> [What needs to be done]: Reproduce the listing below, swapping every "Category" for "Class" and leaving everything else as it is.

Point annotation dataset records

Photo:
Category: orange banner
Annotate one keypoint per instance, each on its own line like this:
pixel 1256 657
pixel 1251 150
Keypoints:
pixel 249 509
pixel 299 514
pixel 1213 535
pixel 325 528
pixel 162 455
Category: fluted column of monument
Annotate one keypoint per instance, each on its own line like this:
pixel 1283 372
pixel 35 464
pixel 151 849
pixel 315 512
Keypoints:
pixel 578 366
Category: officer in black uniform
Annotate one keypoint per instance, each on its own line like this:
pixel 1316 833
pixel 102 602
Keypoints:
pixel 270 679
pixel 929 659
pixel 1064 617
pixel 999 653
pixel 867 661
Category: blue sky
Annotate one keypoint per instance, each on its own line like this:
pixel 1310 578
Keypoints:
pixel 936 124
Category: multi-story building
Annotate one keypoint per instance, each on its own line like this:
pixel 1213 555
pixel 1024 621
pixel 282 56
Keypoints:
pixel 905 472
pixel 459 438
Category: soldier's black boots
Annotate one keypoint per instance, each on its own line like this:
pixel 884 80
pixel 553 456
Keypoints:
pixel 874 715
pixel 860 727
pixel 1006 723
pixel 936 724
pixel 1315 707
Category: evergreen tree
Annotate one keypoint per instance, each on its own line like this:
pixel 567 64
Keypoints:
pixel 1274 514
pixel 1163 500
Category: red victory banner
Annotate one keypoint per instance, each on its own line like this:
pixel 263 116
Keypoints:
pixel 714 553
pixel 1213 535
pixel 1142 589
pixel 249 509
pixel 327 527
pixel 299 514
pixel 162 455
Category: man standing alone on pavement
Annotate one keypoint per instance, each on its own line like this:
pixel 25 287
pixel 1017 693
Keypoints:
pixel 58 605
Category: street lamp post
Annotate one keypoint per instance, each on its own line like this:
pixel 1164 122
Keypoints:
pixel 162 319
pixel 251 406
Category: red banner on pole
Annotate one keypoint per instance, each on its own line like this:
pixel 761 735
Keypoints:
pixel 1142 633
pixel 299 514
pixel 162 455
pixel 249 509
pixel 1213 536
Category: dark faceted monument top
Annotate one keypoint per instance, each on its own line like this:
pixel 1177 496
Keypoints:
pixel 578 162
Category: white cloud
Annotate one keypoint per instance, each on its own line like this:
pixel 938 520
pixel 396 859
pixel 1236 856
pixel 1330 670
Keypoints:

> [Result of the task]:
Photo:
Class: orange banner
Annotate one keypoint per instance, each on its own line like this:
pixel 1256 657
pixel 1251 150
Keypoints:
pixel 249 509
pixel 299 514
pixel 1213 535
pixel 325 528
pixel 162 455
Class: fluted column of monument
Annotate one keypoint per instance, each on its own line like this:
pixel 1283 372
pixel 35 464
pixel 151 849
pixel 315 512
Keypoints:
pixel 578 366
Class: officer in black uniform
Annotate one keypoint per instance, each on its own line like this:
pixel 1316 833
pixel 102 602
Keypoints:
pixel 270 679
pixel 929 659
pixel 1064 617
pixel 999 653
pixel 867 661
Class: blue sky
Annotate one keypoint per instance, each on its own line like this:
pixel 1310 578
Keypoints:
pixel 936 124
Class: multi-story building
Annotate one keypoint per instance, each on its own line like this:
pixel 1213 555
pixel 1024 621
pixel 282 56
Keypoints:
pixel 905 472
pixel 459 438
Class: soldier's black boots
Annotate one keypoint per instance, each on its own line like this:
pixel 884 80
pixel 553 456
Keypoints:
pixel 874 715
pixel 860 727
pixel 1006 723
pixel 936 724
pixel 1315 707
Class: evergreen tree
Annotate one keypoint per instance, each on its own line like this:
pixel 567 64
Keypoints:
pixel 1274 514
pixel 1163 500
Class: red victory banner
Annotate one keypoint per instance, each on its own line like this:
pixel 263 116
Keypoints:
pixel 714 553
pixel 1213 535
pixel 1142 589
pixel 249 509
pixel 327 527
pixel 299 514
pixel 162 455
Class: man standing alone on pavement
Annotate one keypoint per instance, each on its own line like this:
pixel 25 287
pixel 1017 693
Keypoints:
pixel 58 605
Class: street lamp post
Annotate one keypoint per instance, each on its own line like this:
pixel 1164 122
Keypoints:
pixel 162 319
pixel 251 406
Class: red banner on pole
Annotate one keypoint per instance, each on its own line like this:
pixel 761 735
Keypoints:
pixel 1142 633
pixel 299 514
pixel 162 455
pixel 249 509
pixel 1213 536
Class: dark faceted monument top
Annotate one keypoint per instance, each on its own line like this:
pixel 1177 496
Keypoints:
pixel 578 162
Class: white cloud
Annotate one keypoint per instance, each on its own line like this:
pixel 938 520
pixel 396 859
pixel 1236 856
pixel 1330 670
Keypoints:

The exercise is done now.